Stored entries
○ ○ ○

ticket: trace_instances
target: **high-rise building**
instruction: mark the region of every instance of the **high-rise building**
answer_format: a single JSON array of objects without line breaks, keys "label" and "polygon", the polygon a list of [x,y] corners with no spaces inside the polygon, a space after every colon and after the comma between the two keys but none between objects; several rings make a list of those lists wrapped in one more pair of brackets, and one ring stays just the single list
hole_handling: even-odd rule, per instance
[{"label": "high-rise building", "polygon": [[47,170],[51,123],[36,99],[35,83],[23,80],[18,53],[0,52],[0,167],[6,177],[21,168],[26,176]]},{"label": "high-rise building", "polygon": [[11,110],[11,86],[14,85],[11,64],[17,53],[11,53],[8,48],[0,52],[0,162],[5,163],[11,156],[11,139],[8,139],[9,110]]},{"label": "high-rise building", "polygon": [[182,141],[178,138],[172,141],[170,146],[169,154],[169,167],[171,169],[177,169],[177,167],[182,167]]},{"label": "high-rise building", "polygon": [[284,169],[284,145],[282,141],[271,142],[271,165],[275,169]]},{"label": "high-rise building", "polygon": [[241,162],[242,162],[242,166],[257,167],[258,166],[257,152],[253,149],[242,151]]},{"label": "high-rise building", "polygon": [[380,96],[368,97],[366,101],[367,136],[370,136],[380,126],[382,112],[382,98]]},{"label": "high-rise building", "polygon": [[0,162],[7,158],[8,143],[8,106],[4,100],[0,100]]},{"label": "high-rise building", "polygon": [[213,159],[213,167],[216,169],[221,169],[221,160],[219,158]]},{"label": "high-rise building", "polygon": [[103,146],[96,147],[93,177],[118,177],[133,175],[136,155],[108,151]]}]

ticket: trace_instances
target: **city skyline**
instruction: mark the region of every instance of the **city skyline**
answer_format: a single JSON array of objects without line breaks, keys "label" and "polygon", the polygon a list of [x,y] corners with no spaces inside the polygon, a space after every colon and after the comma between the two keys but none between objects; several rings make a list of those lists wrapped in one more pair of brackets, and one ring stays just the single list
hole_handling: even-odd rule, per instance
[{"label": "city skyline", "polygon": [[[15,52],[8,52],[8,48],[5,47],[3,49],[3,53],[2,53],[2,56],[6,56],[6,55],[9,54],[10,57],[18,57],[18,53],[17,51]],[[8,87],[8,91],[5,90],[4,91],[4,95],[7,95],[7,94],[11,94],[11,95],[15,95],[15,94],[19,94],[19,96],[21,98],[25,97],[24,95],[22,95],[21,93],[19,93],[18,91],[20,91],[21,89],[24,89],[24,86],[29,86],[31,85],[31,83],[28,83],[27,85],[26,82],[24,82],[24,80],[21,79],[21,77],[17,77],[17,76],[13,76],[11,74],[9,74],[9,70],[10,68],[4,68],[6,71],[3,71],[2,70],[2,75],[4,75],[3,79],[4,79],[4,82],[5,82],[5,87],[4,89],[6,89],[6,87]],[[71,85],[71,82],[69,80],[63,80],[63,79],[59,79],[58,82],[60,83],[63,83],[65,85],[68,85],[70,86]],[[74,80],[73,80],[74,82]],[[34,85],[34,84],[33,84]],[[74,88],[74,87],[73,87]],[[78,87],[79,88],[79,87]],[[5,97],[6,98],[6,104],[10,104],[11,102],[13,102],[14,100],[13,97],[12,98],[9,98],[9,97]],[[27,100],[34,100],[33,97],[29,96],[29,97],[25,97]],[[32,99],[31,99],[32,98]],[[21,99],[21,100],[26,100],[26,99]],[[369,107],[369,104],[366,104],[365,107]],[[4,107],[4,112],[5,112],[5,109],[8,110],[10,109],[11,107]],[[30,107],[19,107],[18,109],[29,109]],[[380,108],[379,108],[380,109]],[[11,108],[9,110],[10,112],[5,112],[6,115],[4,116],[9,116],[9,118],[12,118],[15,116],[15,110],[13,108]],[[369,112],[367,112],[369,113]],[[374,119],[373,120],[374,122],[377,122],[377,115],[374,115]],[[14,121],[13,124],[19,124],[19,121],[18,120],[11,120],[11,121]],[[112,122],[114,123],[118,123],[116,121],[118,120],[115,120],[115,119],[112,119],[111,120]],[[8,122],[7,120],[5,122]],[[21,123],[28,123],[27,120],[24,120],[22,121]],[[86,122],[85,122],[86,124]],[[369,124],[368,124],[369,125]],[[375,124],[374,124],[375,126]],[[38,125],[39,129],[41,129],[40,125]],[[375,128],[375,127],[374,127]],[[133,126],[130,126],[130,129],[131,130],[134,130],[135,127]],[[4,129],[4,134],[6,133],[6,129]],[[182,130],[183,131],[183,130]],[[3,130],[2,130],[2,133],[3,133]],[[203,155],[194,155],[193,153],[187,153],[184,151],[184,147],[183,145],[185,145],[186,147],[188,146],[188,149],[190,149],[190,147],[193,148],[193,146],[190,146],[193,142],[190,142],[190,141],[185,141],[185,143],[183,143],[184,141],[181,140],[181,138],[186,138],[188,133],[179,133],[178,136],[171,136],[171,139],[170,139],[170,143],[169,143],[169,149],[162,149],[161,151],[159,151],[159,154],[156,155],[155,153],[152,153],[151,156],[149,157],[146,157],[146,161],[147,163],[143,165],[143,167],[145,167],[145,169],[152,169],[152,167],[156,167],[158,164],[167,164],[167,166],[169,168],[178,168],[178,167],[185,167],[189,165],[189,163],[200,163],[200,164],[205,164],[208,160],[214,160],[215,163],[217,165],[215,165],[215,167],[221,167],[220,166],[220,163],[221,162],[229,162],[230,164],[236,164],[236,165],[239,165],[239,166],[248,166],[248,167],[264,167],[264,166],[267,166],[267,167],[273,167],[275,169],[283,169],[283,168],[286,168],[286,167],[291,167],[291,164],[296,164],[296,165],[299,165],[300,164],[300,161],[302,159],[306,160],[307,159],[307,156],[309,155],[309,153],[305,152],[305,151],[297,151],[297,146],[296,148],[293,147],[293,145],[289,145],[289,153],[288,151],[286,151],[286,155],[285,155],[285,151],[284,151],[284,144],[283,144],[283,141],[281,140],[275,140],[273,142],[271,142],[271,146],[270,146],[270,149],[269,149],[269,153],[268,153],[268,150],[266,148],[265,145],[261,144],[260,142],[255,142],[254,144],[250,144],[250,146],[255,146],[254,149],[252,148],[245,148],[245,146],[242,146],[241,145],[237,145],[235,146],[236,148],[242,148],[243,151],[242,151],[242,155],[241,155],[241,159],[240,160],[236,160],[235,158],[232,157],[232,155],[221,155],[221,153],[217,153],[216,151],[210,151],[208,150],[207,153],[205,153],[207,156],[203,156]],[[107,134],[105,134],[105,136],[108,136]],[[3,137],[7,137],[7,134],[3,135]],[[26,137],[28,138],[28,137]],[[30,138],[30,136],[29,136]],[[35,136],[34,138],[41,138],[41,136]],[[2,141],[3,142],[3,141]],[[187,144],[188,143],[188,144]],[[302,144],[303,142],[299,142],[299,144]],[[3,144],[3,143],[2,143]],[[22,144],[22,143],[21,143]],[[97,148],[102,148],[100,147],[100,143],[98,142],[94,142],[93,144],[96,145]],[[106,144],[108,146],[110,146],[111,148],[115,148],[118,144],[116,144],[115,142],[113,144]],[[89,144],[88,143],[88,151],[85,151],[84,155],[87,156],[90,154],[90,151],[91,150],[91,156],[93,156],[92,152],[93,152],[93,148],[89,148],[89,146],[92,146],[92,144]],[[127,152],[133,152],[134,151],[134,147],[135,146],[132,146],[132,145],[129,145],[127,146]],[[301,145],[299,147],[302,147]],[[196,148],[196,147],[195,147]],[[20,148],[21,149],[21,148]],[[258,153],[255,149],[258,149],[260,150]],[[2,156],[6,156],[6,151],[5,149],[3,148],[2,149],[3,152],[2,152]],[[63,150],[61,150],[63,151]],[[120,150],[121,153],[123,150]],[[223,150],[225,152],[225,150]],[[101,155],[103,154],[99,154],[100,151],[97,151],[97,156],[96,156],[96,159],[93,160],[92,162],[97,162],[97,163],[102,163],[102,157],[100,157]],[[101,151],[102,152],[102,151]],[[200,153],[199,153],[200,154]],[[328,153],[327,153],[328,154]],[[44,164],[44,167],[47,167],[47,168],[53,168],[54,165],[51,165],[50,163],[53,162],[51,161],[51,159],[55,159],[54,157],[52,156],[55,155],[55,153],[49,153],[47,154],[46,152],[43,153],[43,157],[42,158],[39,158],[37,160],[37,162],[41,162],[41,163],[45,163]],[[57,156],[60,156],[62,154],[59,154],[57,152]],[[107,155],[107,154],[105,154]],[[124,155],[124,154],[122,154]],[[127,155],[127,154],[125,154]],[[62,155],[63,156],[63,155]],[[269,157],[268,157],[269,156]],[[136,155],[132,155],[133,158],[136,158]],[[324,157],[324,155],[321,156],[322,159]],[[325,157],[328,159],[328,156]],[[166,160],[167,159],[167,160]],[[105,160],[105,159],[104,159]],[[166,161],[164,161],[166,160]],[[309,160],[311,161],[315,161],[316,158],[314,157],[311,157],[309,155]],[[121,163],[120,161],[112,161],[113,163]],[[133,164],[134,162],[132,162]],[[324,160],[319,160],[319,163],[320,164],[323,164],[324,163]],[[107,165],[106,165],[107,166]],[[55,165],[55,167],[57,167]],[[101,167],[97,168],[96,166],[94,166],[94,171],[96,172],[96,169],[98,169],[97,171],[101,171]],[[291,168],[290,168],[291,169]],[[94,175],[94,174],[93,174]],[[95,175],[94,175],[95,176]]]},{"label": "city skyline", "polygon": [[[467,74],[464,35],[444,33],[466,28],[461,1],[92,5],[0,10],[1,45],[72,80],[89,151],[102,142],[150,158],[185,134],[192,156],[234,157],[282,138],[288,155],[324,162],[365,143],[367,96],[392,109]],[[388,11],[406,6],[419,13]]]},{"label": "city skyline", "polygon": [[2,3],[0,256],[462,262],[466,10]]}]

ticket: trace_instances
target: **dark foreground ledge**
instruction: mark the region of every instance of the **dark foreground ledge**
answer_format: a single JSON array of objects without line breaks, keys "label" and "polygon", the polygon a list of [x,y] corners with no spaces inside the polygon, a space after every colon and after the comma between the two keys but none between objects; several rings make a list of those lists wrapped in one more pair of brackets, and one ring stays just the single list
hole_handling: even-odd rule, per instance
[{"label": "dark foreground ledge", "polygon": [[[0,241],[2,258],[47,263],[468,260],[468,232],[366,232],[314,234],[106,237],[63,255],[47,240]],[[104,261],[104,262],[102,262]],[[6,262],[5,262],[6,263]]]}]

○ ○ ○

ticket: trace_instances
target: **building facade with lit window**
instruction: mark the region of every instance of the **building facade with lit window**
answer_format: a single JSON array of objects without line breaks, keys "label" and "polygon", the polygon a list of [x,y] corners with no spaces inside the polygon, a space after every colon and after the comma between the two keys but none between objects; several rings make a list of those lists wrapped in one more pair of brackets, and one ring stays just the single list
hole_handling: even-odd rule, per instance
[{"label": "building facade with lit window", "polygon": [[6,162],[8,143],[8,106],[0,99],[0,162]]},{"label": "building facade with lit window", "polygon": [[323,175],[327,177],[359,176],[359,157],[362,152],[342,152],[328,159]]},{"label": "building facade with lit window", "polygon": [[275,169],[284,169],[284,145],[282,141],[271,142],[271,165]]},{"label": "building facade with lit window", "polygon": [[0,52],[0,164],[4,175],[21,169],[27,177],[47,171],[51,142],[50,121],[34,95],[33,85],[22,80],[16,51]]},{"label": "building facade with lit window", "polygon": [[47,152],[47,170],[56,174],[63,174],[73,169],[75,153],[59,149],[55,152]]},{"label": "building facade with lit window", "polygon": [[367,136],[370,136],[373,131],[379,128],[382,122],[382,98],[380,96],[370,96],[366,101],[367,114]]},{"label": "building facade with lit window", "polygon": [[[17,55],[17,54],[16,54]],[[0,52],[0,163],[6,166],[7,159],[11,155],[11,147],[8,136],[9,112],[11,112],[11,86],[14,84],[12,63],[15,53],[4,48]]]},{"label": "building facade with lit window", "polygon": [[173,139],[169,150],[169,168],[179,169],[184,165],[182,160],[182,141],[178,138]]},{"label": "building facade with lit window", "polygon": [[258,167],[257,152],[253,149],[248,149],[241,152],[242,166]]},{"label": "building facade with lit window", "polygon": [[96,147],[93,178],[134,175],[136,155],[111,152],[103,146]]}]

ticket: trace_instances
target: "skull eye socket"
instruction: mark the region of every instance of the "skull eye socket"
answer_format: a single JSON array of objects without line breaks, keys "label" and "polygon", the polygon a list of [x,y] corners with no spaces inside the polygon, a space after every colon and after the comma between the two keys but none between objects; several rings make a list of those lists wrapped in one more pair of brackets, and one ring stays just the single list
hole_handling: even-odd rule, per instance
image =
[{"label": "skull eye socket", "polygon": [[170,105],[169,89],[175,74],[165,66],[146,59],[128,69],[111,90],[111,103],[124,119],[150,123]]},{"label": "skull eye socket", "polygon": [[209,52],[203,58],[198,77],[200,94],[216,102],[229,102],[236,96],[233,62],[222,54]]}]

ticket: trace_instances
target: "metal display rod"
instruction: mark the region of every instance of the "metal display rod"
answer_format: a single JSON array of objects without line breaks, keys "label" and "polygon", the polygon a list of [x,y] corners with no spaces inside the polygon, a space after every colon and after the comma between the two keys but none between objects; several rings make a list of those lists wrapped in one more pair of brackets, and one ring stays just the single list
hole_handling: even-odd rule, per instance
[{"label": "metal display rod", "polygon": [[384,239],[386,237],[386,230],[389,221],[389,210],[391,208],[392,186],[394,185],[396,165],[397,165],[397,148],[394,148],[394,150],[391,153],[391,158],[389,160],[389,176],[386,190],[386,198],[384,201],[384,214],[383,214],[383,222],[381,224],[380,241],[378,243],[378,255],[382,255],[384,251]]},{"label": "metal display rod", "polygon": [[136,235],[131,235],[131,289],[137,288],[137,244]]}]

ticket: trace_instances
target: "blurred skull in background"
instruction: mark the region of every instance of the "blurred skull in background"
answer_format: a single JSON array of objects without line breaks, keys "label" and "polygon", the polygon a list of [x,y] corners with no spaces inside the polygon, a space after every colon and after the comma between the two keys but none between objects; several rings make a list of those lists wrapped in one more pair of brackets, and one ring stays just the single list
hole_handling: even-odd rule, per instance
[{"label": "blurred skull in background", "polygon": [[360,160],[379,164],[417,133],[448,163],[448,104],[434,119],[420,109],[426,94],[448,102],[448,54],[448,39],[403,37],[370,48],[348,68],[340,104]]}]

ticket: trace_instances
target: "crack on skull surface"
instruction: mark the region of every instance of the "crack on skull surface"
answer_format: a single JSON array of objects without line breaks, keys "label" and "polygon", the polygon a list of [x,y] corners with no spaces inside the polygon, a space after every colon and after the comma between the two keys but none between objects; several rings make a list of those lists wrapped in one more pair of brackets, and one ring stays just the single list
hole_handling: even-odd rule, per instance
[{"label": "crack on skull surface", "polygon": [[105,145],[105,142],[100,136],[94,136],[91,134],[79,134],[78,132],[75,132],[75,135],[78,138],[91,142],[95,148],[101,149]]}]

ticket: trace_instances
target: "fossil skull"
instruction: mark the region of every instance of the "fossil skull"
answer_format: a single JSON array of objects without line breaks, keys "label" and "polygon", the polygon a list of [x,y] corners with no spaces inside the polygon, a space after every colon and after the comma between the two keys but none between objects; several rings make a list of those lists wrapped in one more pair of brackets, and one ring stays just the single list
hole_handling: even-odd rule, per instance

○ ○ ○

[PROBLEM TO WORK ON]
Using the entries above, output exactly the lines between the line holding "target: **city skyline**" and the line holding "instruction: mark the region of every instance of the **city", end lines included, and nothing more.

[RESULT FOR THIS TASK]
target: **city skyline**
instruction: mark the region of every instance of the **city skyline**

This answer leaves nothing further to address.